-- EXERCISE OBJECTIVE --
Pick out and copy every line in the records below that contains the word "post".

-- GIVEN RECORDS --
-.-.-

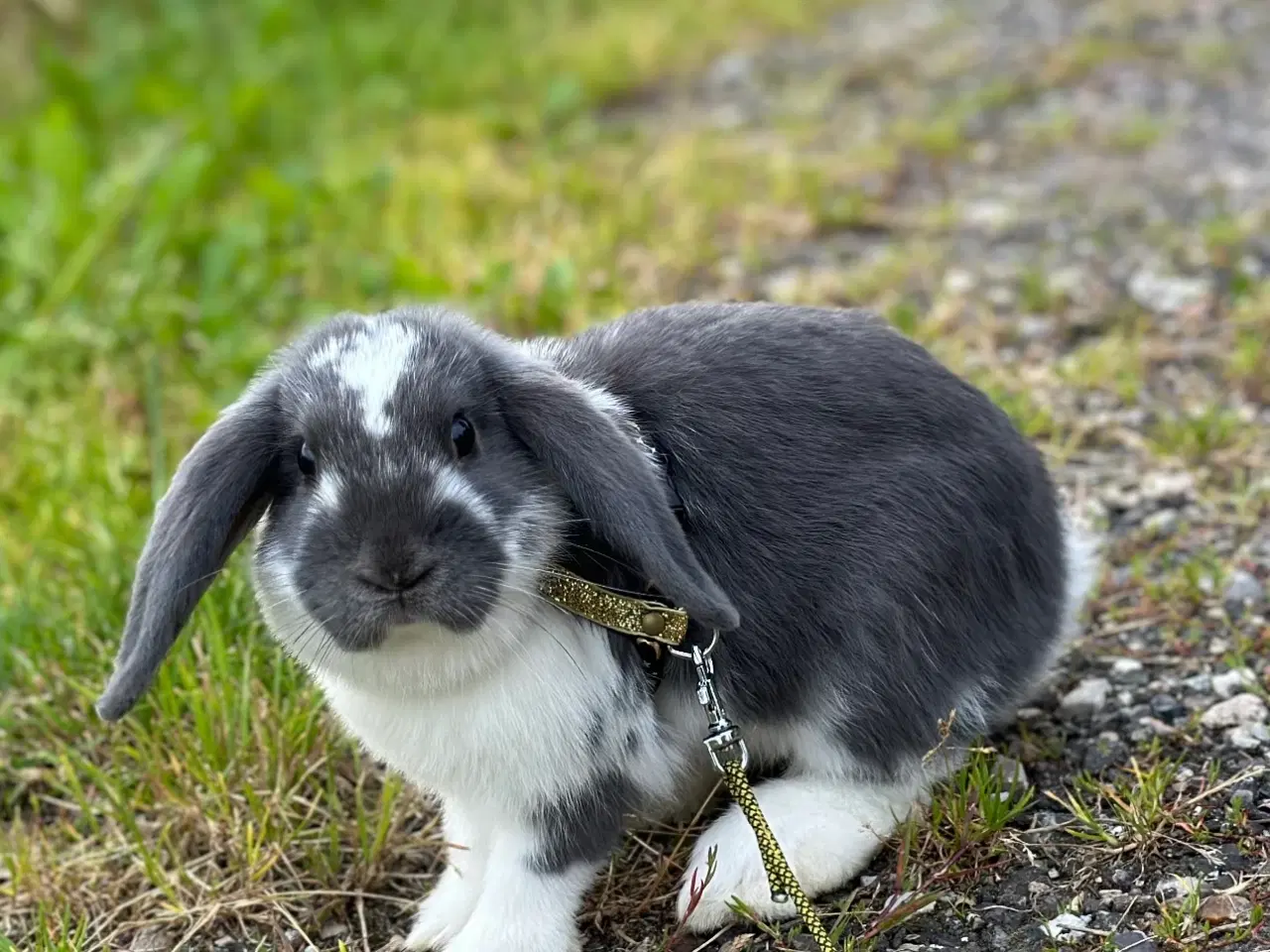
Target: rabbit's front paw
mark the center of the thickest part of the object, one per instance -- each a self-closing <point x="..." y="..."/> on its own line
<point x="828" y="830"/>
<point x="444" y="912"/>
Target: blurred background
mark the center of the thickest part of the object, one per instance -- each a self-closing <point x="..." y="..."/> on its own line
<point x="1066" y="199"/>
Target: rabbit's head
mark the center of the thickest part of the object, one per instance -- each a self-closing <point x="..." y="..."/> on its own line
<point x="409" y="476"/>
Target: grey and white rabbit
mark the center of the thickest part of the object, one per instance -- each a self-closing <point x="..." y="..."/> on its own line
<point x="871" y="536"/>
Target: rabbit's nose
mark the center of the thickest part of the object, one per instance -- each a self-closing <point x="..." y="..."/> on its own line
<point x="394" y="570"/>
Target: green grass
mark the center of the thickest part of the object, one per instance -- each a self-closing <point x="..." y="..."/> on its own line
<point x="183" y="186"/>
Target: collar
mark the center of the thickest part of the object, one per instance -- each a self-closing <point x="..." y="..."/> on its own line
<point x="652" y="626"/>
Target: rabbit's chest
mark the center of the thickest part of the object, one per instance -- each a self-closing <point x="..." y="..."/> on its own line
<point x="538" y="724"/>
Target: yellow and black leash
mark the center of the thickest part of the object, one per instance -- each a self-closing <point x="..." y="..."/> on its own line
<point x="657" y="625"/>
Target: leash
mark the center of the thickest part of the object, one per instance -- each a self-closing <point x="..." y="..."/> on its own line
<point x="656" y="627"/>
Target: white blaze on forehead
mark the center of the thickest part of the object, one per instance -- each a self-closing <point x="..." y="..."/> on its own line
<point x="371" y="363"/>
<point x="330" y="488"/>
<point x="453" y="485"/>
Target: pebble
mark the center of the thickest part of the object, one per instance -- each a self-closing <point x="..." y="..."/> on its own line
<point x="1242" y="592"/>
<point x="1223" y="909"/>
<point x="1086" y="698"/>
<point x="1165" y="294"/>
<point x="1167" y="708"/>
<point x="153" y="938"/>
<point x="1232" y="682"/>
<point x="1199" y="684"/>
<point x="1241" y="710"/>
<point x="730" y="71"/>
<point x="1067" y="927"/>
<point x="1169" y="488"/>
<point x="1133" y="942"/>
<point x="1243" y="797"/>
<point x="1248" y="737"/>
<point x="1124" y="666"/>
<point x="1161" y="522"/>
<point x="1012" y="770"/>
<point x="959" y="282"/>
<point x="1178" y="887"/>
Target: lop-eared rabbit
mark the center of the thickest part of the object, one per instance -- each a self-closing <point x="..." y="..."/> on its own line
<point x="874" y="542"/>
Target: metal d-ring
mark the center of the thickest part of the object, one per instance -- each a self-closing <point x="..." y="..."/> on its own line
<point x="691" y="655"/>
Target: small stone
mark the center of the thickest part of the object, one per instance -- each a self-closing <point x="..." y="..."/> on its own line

-.-.-

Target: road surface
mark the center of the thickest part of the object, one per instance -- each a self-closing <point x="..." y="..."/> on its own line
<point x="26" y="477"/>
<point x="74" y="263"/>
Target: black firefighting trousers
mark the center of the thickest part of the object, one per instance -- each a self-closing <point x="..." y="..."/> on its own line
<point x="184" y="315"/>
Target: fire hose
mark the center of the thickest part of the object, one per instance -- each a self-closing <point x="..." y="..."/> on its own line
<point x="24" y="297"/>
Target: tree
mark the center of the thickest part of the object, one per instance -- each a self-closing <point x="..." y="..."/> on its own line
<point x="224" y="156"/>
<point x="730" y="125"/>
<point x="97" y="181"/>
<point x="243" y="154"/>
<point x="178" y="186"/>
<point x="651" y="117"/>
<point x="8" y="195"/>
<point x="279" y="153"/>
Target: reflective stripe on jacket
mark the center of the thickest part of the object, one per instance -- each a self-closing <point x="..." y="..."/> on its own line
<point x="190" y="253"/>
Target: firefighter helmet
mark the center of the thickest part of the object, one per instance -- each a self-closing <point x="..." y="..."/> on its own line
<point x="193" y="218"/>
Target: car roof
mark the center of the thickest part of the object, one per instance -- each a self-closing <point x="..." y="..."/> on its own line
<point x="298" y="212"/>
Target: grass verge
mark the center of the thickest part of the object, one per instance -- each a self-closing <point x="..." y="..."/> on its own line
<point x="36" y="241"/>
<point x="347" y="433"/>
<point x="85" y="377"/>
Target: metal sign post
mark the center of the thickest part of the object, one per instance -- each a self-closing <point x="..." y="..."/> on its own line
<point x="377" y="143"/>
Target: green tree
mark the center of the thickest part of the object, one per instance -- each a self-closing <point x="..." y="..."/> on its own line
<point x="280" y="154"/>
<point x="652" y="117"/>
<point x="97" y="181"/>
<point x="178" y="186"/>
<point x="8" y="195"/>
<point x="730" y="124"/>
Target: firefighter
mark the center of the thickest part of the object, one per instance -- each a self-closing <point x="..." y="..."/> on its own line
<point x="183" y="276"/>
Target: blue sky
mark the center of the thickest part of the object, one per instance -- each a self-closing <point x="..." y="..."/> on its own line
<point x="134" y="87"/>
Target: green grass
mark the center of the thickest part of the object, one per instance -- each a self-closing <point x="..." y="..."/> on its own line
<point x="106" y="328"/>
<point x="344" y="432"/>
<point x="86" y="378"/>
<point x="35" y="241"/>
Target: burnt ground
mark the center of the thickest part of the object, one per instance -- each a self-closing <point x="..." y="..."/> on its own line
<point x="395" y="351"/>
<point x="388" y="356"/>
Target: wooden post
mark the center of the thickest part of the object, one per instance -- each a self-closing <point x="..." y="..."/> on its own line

-.-.-

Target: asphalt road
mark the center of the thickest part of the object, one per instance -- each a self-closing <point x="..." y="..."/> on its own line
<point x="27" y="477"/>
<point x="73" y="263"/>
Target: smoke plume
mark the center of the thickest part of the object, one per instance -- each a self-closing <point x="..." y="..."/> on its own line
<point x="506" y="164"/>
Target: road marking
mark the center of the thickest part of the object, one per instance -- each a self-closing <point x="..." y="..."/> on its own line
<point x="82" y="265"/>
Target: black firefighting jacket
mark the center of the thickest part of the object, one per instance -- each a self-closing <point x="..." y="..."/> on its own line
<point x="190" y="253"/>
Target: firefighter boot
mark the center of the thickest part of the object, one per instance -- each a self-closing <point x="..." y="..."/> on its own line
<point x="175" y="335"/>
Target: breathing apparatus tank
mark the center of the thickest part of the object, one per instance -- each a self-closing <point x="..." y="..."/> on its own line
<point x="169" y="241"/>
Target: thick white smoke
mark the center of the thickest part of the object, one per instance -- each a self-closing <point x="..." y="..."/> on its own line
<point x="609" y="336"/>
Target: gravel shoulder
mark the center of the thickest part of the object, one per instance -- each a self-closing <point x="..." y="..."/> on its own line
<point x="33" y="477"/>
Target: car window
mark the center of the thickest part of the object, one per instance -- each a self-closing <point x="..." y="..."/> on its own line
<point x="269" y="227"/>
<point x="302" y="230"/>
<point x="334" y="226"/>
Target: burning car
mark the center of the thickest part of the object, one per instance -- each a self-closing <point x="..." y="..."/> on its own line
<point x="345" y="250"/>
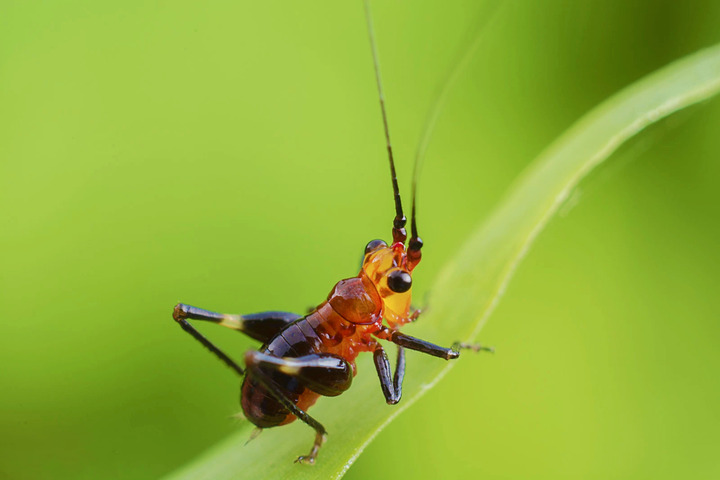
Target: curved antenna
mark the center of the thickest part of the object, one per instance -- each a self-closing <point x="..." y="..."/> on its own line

-.-.-

-- ANSWER --
Target: metal sign post
Target: wooden post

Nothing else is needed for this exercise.